WHAT TO WORK ON
**1)** In the passage on COVID-19 vaccine rules below, check whether each statement agrees with the passage: (a) Workers at the specified health care facilities may show weekly proof of a negative test instead of being vaccinated. (b) The U.S. Supreme Court upheld the Centers for Medicare & Medicaid Services rule. (c) The rule applies to dental practices that are Medicaid providers. Answer yes or no for each, and quote the words of the passage that decide it.
**2)** Update the passage on COVID-19 vaccine rules from the words "As part of the" through "employee’s vaccination status.", replacing "roster" with "list".

PASSAGE
------------------------------------------------
All clinical and nonclinical workers at specified health care facilities that receive federal funding from Medicare or Medicaid must be fully vaccinated against COVID-19 by Jan. 4 in compliance with the new Centers for Medicare & Medicaid Services rule.
CMS is imposing the rule in two phases: Phase 1 requires workers to have received the first dose of an FDA-approved vaccine series or a single dose of a single FDA-approved vaccine by Dec. 4. Phase 2 requires full vaccination by Jan. 4.
Workers at rural health clinics, federally qualified health centers, hospitals, long-term care facilities and other specialty providers must comply. The rule, however, will not apply to dental practices that are Medicaid providers or that are durable medical equipment providers under Medicare.
Workers at these specified facilities do not have the option to show weekly proof of a negative COVID-19 test; however, facilities must permit exemptions based on recognized medical conditions or religious beliefs.
Update, Feb. 9, 2022: The U.S. Supreme Court on Jan. 13 ruled to block President Biden's vaccinate-or-test mandate for employers with 100 or more workers but upheld the Centers for Medicare & Medicaid Services rule for specified workers nationwide. The federal OSHA mandate had been on and off and tied up in court since details of the mandate were published last November. Read the CDA article for the latest information.
In compliance with the emergency temporary standard issued by OSHA, employers with 100 or more workers must ensure their workers either show acceptable proof of full vaccination against the coronavirus by Jan. 4 or test negative for COVID-19 once a week with a test that is cleared, approved or authorized by the Food and Drug Administration.
As part of the rule, employers have until Dec. 5 to develop, implement and enforce a COVID-19 vaccination policy that provides the two options for workers with the requirement that unvaccinated workers wear face coverings at work. Face coverings are already required in health care settings and other certain settings in California, regardless of vaccination status.
Employers must remove from the workplace any employee who tests positive for COVID-19 and maintain records and a roster of each employee’s vaccination status.
------------------------------------------------
EXTRACTED ENTRIES
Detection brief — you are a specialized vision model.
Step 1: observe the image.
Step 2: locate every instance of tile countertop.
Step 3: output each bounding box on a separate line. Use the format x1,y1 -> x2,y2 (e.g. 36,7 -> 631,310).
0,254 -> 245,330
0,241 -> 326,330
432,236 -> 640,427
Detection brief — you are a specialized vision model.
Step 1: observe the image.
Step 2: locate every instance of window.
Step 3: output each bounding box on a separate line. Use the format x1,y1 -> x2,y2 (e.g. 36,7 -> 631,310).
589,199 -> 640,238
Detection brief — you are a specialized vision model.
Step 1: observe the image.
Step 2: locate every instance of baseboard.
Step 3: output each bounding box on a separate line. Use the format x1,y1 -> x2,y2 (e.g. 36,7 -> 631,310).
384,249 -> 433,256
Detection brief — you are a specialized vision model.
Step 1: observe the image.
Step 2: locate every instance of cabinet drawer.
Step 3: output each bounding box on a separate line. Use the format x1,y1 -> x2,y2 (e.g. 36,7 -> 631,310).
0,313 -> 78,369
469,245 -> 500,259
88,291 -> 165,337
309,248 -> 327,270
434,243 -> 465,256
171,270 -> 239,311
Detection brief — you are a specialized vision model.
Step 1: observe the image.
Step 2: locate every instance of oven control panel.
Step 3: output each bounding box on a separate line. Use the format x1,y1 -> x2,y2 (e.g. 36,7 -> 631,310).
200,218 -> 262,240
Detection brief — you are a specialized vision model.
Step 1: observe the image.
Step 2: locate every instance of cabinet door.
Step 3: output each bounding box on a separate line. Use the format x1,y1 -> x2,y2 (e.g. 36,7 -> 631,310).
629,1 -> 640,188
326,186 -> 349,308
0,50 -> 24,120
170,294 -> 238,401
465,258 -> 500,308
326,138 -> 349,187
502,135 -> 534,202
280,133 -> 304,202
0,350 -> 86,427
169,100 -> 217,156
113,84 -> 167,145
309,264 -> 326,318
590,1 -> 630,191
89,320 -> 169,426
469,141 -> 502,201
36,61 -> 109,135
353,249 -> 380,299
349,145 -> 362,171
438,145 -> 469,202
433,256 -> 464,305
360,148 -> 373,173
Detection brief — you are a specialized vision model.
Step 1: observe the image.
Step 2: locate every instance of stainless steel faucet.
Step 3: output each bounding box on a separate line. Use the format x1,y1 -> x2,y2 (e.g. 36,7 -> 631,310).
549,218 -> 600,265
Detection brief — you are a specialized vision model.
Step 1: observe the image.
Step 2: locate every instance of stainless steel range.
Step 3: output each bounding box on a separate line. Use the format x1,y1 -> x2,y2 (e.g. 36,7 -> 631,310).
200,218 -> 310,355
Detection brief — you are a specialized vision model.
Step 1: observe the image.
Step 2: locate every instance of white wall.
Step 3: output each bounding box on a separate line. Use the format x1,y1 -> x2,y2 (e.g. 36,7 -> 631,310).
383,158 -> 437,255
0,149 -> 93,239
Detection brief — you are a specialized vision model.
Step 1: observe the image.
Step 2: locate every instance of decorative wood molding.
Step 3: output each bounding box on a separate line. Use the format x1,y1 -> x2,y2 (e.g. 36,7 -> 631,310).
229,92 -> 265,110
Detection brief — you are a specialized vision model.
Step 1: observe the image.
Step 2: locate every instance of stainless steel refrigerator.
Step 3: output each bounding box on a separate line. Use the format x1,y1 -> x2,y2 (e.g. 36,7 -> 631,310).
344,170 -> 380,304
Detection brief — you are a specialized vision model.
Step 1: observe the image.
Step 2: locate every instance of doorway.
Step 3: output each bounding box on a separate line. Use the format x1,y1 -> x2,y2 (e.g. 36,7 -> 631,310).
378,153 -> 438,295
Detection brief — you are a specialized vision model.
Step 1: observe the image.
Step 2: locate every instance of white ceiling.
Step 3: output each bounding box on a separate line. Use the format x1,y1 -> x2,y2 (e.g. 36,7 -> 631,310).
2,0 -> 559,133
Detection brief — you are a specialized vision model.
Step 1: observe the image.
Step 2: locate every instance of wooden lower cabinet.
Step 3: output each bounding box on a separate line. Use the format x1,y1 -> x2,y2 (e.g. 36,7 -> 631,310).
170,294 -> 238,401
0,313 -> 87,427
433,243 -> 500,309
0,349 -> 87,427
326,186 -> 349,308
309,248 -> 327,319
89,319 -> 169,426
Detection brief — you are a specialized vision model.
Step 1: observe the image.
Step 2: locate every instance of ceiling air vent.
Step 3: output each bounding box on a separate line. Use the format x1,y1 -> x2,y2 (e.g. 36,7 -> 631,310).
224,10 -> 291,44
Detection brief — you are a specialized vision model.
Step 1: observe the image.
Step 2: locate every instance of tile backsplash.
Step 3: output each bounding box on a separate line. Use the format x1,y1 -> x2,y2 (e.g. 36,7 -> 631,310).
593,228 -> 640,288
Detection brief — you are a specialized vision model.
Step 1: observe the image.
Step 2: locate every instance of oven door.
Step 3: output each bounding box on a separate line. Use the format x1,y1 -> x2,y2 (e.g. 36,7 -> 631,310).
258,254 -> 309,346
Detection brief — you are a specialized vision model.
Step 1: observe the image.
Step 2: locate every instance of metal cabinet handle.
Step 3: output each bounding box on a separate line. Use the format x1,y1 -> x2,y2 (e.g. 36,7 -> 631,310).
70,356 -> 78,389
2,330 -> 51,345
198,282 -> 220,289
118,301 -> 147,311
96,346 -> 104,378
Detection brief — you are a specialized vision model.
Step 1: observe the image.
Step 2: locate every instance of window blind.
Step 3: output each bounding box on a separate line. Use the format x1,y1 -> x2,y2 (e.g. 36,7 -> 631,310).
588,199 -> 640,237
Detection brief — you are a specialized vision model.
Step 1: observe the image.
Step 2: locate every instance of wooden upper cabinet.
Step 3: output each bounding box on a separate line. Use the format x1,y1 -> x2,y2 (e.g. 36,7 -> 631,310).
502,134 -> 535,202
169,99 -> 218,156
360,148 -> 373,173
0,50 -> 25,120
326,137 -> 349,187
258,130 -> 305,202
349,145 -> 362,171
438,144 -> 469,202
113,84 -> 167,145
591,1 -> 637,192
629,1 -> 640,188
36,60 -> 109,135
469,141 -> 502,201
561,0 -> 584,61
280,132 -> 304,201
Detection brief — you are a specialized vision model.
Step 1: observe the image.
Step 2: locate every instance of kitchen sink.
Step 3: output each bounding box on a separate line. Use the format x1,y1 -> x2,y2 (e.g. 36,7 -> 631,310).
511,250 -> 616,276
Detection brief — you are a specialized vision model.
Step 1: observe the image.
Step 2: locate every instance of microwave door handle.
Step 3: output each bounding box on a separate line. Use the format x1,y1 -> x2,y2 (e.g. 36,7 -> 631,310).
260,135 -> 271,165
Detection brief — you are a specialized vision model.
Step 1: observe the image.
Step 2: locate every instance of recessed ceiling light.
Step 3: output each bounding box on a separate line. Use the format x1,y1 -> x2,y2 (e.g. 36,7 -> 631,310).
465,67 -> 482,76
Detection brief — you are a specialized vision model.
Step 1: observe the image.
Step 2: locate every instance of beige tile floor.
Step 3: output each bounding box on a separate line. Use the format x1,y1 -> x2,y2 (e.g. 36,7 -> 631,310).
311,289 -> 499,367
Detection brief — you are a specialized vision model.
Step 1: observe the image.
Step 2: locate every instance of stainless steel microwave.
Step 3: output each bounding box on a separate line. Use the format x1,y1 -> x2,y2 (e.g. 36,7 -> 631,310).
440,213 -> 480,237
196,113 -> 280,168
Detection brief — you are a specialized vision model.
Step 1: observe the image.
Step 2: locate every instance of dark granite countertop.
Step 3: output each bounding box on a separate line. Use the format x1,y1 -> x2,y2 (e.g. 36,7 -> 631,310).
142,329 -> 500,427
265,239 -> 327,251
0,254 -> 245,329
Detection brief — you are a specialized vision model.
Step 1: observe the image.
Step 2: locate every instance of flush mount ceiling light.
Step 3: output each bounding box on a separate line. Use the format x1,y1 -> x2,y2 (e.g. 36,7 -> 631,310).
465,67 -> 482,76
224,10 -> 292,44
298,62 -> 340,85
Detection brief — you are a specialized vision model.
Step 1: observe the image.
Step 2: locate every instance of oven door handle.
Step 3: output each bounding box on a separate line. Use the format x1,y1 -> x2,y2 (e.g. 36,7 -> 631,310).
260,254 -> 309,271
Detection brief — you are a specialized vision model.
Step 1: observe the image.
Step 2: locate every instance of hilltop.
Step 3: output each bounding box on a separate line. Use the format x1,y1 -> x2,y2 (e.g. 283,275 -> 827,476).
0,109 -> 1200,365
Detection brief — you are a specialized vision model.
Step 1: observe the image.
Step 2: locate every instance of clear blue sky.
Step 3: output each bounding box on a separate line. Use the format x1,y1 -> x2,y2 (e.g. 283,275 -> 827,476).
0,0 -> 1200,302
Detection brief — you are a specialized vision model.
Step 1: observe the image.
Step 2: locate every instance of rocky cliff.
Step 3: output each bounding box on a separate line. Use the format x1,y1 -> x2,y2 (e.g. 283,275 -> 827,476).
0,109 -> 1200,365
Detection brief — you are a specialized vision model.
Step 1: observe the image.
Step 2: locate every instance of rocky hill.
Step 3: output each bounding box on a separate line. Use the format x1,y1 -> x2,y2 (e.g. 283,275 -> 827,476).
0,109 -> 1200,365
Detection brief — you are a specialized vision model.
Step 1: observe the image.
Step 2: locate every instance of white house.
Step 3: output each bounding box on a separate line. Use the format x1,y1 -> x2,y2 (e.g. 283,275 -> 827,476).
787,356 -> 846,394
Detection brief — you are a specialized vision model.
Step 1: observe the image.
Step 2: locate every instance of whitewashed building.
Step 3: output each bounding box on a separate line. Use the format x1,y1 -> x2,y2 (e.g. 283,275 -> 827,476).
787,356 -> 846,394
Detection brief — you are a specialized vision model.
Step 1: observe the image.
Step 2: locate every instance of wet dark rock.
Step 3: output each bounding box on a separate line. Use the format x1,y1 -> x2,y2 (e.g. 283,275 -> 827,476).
------------------------------------------------
RESPONSES FOR EACH TASK
**1)**
(a) No: "Workers at these specified facilities do not have the option to show weekly proof of a negative COVID-19 test"
(b) Yes: "but upheld the Centers for Medicare & Medicaid Services rule for specified workers nationwide"
(c) No: "The rule, however, will not apply to dental practices that are Medicaid providers"

**2)**
As part of the rule, employers have until Dec. 5 to develop, implement and enforce a COVID-19 vaccination policy that provides the two options for workers with the requirement that unvaccinated workers wear face coverings at work. Face coverings are already required in health care settings and other certain settings in California, regardless of vaccination status.
Employers must remove from the workplace any employee who tests positive for COVID-19 and maintain records and a list of each employee’s vaccination status.